■ **WHAT YOU HAVE TO DO**
The copy you produce must repeat each record exactly and contain no pictures.

■ **DATASET EXTRACT**
::::::::
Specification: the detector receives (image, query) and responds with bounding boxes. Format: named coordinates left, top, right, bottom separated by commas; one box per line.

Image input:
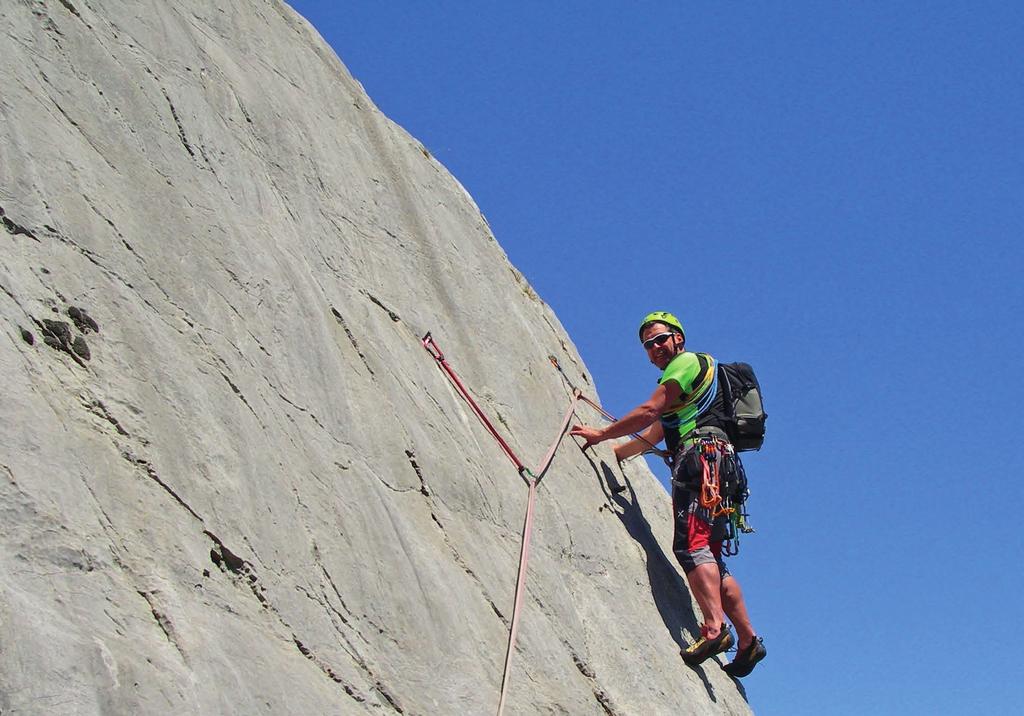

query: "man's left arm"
left=613, top=421, right=665, bottom=463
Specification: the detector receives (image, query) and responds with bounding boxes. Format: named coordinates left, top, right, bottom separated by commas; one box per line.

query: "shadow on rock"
left=688, top=657, right=749, bottom=704
left=589, top=458, right=749, bottom=703
left=586, top=456, right=700, bottom=651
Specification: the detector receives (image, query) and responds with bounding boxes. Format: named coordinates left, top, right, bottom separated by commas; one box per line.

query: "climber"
left=569, top=311, right=766, bottom=677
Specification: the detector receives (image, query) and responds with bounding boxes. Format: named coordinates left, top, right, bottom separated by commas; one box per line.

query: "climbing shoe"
left=681, top=626, right=734, bottom=666
left=722, top=636, right=766, bottom=677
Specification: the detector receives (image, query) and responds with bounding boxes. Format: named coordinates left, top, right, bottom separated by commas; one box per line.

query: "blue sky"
left=286, top=3, right=1024, bottom=713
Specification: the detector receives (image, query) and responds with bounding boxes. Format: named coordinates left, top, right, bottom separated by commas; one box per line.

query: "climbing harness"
left=423, top=334, right=590, bottom=716
left=676, top=435, right=755, bottom=556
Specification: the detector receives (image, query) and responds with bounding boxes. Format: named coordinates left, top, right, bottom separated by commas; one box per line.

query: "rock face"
left=0, top=2, right=753, bottom=714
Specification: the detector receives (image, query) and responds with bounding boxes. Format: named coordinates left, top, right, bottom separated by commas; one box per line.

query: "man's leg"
left=721, top=572, right=767, bottom=677
left=721, top=574, right=755, bottom=648
left=673, top=487, right=726, bottom=639
left=712, top=546, right=767, bottom=676
left=686, top=562, right=725, bottom=639
left=710, top=542, right=756, bottom=649
left=673, top=482, right=737, bottom=664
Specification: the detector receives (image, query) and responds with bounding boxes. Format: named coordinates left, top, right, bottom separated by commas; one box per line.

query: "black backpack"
left=718, top=362, right=767, bottom=452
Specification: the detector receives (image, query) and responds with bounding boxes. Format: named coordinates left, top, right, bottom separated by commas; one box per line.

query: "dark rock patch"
left=41, top=319, right=73, bottom=350
left=68, top=305, right=99, bottom=333
left=71, top=335, right=91, bottom=360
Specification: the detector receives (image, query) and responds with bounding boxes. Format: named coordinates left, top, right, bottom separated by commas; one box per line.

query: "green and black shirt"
left=658, top=351, right=728, bottom=454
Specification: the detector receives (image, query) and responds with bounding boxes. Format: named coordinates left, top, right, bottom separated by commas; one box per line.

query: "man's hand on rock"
left=569, top=424, right=604, bottom=448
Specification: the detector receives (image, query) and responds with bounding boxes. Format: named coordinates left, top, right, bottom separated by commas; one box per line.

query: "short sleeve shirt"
left=658, top=351, right=720, bottom=454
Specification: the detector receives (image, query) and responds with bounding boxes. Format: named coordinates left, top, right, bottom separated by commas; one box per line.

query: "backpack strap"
left=697, top=362, right=734, bottom=429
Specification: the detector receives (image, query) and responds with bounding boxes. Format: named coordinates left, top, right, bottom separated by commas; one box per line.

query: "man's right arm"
left=570, top=380, right=680, bottom=447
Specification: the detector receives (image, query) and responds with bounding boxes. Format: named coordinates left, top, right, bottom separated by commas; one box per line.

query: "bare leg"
left=721, top=574, right=755, bottom=648
left=687, top=563, right=725, bottom=638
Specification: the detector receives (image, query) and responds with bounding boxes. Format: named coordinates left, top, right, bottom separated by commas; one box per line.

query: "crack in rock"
left=204, top=531, right=274, bottom=611
left=293, top=636, right=349, bottom=686
left=374, top=681, right=405, bottom=713
left=421, top=483, right=508, bottom=625
left=58, top=0, right=82, bottom=20
left=85, top=399, right=130, bottom=437
left=315, top=557, right=368, bottom=645
left=162, top=89, right=195, bottom=158
left=330, top=306, right=374, bottom=376
left=0, top=205, right=39, bottom=241
left=121, top=450, right=203, bottom=522
left=205, top=531, right=249, bottom=576
left=307, top=549, right=406, bottom=709
left=404, top=449, right=429, bottom=496
left=219, top=371, right=262, bottom=422
left=137, top=590, right=188, bottom=664
left=291, top=630, right=402, bottom=713
left=263, top=376, right=330, bottom=434
left=204, top=533, right=403, bottom=711
left=362, top=291, right=400, bottom=322
left=567, top=645, right=622, bottom=716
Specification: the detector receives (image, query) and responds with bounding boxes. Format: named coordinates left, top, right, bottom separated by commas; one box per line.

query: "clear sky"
left=286, top=3, right=1024, bottom=714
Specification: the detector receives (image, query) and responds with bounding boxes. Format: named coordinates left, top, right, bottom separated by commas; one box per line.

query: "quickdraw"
left=696, top=437, right=735, bottom=518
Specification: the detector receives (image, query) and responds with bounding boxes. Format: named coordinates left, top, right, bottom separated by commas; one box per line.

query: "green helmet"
left=638, top=311, right=685, bottom=340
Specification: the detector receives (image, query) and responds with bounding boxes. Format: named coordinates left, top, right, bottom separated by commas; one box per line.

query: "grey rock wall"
left=0, top=1, right=753, bottom=714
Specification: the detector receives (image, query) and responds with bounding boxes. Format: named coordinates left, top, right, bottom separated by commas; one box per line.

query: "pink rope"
left=423, top=334, right=525, bottom=472
left=422, top=333, right=585, bottom=715
left=496, top=478, right=536, bottom=716
left=532, top=388, right=583, bottom=482
left=425, top=336, right=671, bottom=713
left=495, top=391, right=581, bottom=714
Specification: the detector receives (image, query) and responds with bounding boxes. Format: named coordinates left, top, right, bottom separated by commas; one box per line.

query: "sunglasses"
left=642, top=332, right=676, bottom=350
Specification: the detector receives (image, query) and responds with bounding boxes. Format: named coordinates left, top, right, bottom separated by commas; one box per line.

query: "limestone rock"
left=0, top=1, right=753, bottom=714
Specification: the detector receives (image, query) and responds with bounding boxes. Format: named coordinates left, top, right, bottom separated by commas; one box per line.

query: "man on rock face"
::::::::
■ **RESULT**
Specification: the detector receives (image, query) and responds with bounding boxes. Format: named coordinates left, top, right, bottom separated by commas; one box per line.

Image input:

query: "man's left arm"
left=613, top=421, right=665, bottom=463
Specification: the detector receives (image, query) and responds with bounding boxes. Format: named coordinates left, top, right, bottom separated by commas; one box per line.

query: "shadow on rock"
left=688, top=657, right=749, bottom=704
left=589, top=458, right=749, bottom=703
left=586, top=456, right=700, bottom=651
Specification: the detector receives (image, query) and responds with bounding boxes. Format: named coordinates left, top, right, bottom separated by commas; one box per line.

query: "climber"
left=569, top=311, right=766, bottom=677
Specification: the detector receives (image, query) and responds with bounding boxes. Format: named coordinates left, top, right, bottom separated by commas; one box per line.

query: "climbing shoe"
left=681, top=626, right=734, bottom=666
left=722, top=636, right=766, bottom=677
Specification: the detector receives (image, query) and responds with bounding boxes. Format: named coordinates left, top, right, bottom separated by commas; one box per line.

query: "blue sky"
left=286, top=3, right=1024, bottom=713
Specification: the detector receives (image, query) and responds with bounding boxes. Format: named coordinates left, top, right, bottom separated by commas; one box per line.

query: "climbing harness"
left=423, top=334, right=590, bottom=716
left=676, top=435, right=755, bottom=556
Specification: the detector receives (image, query) and responds with bounding boxes. Format: named coordinates left, top, right, bottom separated by commas; one box per line.

query: "rock face"
left=0, top=2, right=753, bottom=714
Specification: the detector receives (image, query) and responds with bounding boxes. Format: named coordinates left, top, right, bottom separated by commas; one box per line.

query: "man's leg"
left=721, top=572, right=767, bottom=677
left=721, top=574, right=755, bottom=648
left=673, top=487, right=726, bottom=639
left=712, top=546, right=767, bottom=676
left=686, top=562, right=725, bottom=639
left=710, top=542, right=756, bottom=649
left=673, top=482, right=737, bottom=664
Specification: the detector receives (image, query) and responds with bounding boxes. Format: named coordinates left, top, right, bottom separated by commas; one box per line.

query: "black backpack"
left=718, top=362, right=767, bottom=452
Specification: the detector receives (image, query) and responds with bounding boxes. Format: named coordinates left, top, right, bottom separated by commas; one box per line.

query: "dark rock patch"
left=41, top=319, right=73, bottom=350
left=68, top=305, right=99, bottom=333
left=71, top=335, right=91, bottom=360
Specification: the detector receives (image, query) and responds with bounding boxes. Format: named coordinates left, top, right, bottom separated by commas; one box per line.

query: "green and black shirt"
left=658, top=351, right=728, bottom=454
Specification: the detector receives (image, query) and responds with bounding boxes. Format: named coordinates left, top, right, bottom separated by commas; one box per line.

query: "man's hand on rock"
left=569, top=424, right=604, bottom=448
Specification: the detector receives (image, query) and responds with bounding boxes. Format: named coordinates left, top, right, bottom separated by commas; one box per line.

query: "short sleeve shirt"
left=658, top=351, right=720, bottom=454
Specification: the detector receives (image, query) and responds with bounding boxes. Format: named coordinates left, top, right, bottom separated by commas; one box per line.

query: "backpack strap"
left=697, top=362, right=734, bottom=429
Specification: the detector receives (image, query) and responds with bounding boxes. Format: named coordinates left, top, right, bottom separated by commas; one box per line.

query: "man's right arm"
left=570, top=380, right=680, bottom=447
Specification: the detector receives (image, query) and responds with bounding boxes. Format: named coordinates left, top, right, bottom separated by commas; one box per line.

query: "bare leg"
left=721, top=574, right=755, bottom=648
left=687, top=563, right=725, bottom=638
Specification: the detector receives (image, query) and responds with bounding boxes. Format: named coordinates left, top, right, bottom separated by commas; one box per line.

query: "crack in rock"
left=204, top=531, right=274, bottom=611
left=293, top=636, right=349, bottom=686
left=374, top=681, right=405, bottom=713
left=421, top=483, right=508, bottom=625
left=58, top=0, right=82, bottom=20
left=85, top=399, right=130, bottom=437
left=315, top=557, right=368, bottom=645
left=162, top=89, right=195, bottom=158
left=330, top=306, right=374, bottom=376
left=0, top=205, right=39, bottom=241
left=121, top=450, right=203, bottom=522
left=205, top=531, right=249, bottom=576
left=307, top=549, right=406, bottom=709
left=404, top=449, right=429, bottom=496
left=219, top=371, right=262, bottom=422
left=137, top=590, right=188, bottom=664
left=291, top=630, right=402, bottom=713
left=263, top=376, right=330, bottom=434
left=204, top=533, right=403, bottom=711
left=362, top=291, right=400, bottom=322
left=567, top=645, right=622, bottom=716
Specification: the detector receives (image, query) and responds with bounding boxes. Format: named coordinates left, top, right, bottom separated by commas; one box per line.

query: "clear sky"
left=286, top=3, right=1024, bottom=714
Specification: the detector receives (image, query) and responds with bounding boxes. Format: named coordinates left, top, right, bottom separated by commas; one box per line.

query: "quickdraw"
left=696, top=437, right=735, bottom=518
Specification: the detector receives (image, query) and responds with bounding boxes. Format: named coordinates left, top, right, bottom separated by commas; one box per line.

query: "green helmet"
left=638, top=311, right=685, bottom=340
Specification: the detector receives (image, query) and responds with bounding boxes. Format: named coordinates left, top, right, bottom separated by commas; one box per line.

query: "grey rock wall"
left=0, top=1, right=753, bottom=714
Specification: the detector receives (image, query) and responds with bounding boxes. Format: named coordinates left, top, right, bottom separated by commas; one box per line.

query: "pink rope"
left=423, top=334, right=525, bottom=472
left=422, top=333, right=585, bottom=715
left=496, top=478, right=536, bottom=716
left=532, top=388, right=583, bottom=482
left=425, top=336, right=671, bottom=713
left=495, top=391, right=581, bottom=714
Specification: the detector receives (image, query) and responds with bounding boxes. Format: named coordinates left, top, right, bottom separated by commas; one box per line.

query: "sunglasses"
left=642, top=332, right=676, bottom=350
Specification: the detector receives (image, query) and responds with bounding boxes. Format: named coordinates left, top, right, bottom separated by commas; one box per line.

query: "limestone rock"
left=0, top=1, right=753, bottom=714
Specification: the detector receives (image, query) and responds with bounding boxes. Format: named coordinates left, top, right, bottom separated by commas; one box per line.

query: "man on rock face"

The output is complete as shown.